Sunulan metin:
---+---

08 OCAK, CUMA, 2016

Bu Bir Gelecek Çağrısı mı ?

2012 yılında Tophane'de açılan mekânıyla bölgenin en dinamik galerisi haline gelen Mixer, Sıraselviler Caddesinin başına taşıdığı yeni mekânını “Nonlinear Future” sergisiyle açtı. Serhat Cacekli'nin küratörlüğünü yaptığı sergi hem Mixer'in düzenli çalıştığı sanatçılara yönelttiği bir gelecek çağrısı, hem de yaşanılan ve (üzerinde iş ürettiğimiz) mekânlara dair bir sorgulama niteliği taşıyor.

Bu Bir Gelecek Çağrısı mı ?

Edisyonlu işler üzerinden Türkiye’deki ulaşılabilir sanat kavramının yayılması için çalışan Mixer yeni mekânını da klasikleşen Editions bölümünden bir seçkiyle açıyor. Yeni mekânın ilk süreli sergisi “Nonlinear Future” ise galerinin sergilerinde devamlı olarak sorguladığı kavramlar üzerinden ilerliyor.

Serginin girişinde izleyiciyi Çağrı Saray'ın Damiel serisinden radyo istasyonu ve aynı seriden sürgünde Melekler çizimleri karşılıyor. Win Wenders'in Berlin Üzerinde Gökyüzü filminden esinle hazırlanan seri klasikleşmiş distopik gelecek fikrine referans vererek sergiye dair bir çerçeve çizmiş oluyor. Hemen yanında ise Bedia Ekiz'in Zaman isimli işi serginin tek pentürü olarak yer alıyor. Kentin ve doğanın bugünkü değişim sürecine dair söyledikleriyle gelecekle bugün arasında bağ kuruyor. Bir anlamda diğer işlerdeki distopik gelecek tasavvurlarının bugünden nasıl bağladığına dair bir vurgu yapmış oluyor.

---+---

Gereksinimler:
#1 Sergi yazısına göre “Nonlinear Future” sergisinin küratörlüğünü kim yapıyor?
#2 Sergi yazısındaki “Hemen yanında ise Bedia Ekiz'in Zaman isimli işi serginin tek pentürü olarak yer alıyor.” cümlesini İngilizceye nasıl çevirirsiniz?
#3 Sergi yazısını kaldığı yerden sürdürün.
Kayıtların bu sergi yazısıyla hiçbir ilgisi yoktur.

Veri kayıtları:
---+---

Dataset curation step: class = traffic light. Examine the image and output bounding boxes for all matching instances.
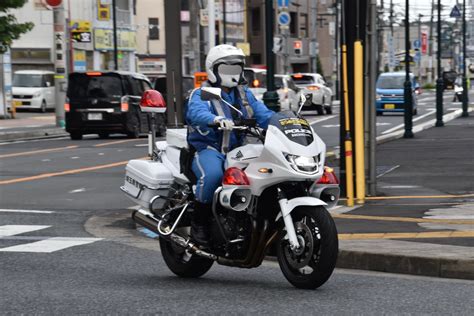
[293,40,303,56]
[273,36,283,54]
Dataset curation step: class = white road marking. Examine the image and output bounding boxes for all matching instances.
[381,185,420,189]
[0,237,102,253]
[377,165,400,178]
[0,209,55,214]
[308,115,336,125]
[0,225,51,238]
[69,188,86,193]
[382,110,436,135]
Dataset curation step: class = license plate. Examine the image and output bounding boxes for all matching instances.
[87,113,102,121]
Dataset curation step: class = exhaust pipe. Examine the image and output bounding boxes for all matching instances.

---+---

Beklenen sonuçlar:
#1 Serhat Cacekli.

#2 Right next to it, Bedia Ekiz's work titled Zaman stands as the exhibition's only painting.

#3
Sergi mekânının ortasına doğru ilerlediğimizde Viron Erol Vert'in sıradan işlerde kullanılan cam ve metal malzemelerden ürettiği dolaplarla/kutularla karşılaşıyoruz. İlk başta "futuristik imge" dağarcığına atılan bir çentik olarak göze çarpıyor. Ancak eserlere üstten bakınca (ve birazda küratör yönlendirmesiyle) üç semavi dinin sembollerini hatırlatan izler görüyoruz. Sanatçının farklı ülkelere ve kültürlere uzanan kimliğiyle serginin gelecek tasarımı örtüşmüş oluyor. 

Viron Erol Vert
The Jewish Star (2012)
mirrored and partly etched with hydrochlorid glass and chromed tin
90 x 60 x 60 cm 

Sergiyi tam karşısına alan iş ise Sümer Sayın'a ait Every Now and Then isimli heykeli. İki yönü gösteren aynalı "tabela" serginin ve sergi mekânının mekânsal çerçevesini çizmiş oluyor. Bir ucunda bulunan Sayın'ın Hedef isimli iki fotoğraftan oluşan işi ise serginin gelecek tasavvurundaki nonlinear bakışa dair en net işlerden biri. Çıplak bir tepedeki deniz fenerinin merkezde olduğu bir fotoğrafa yapılan iki müdahale doğrusal olmayan müdahale kavramını açıyor.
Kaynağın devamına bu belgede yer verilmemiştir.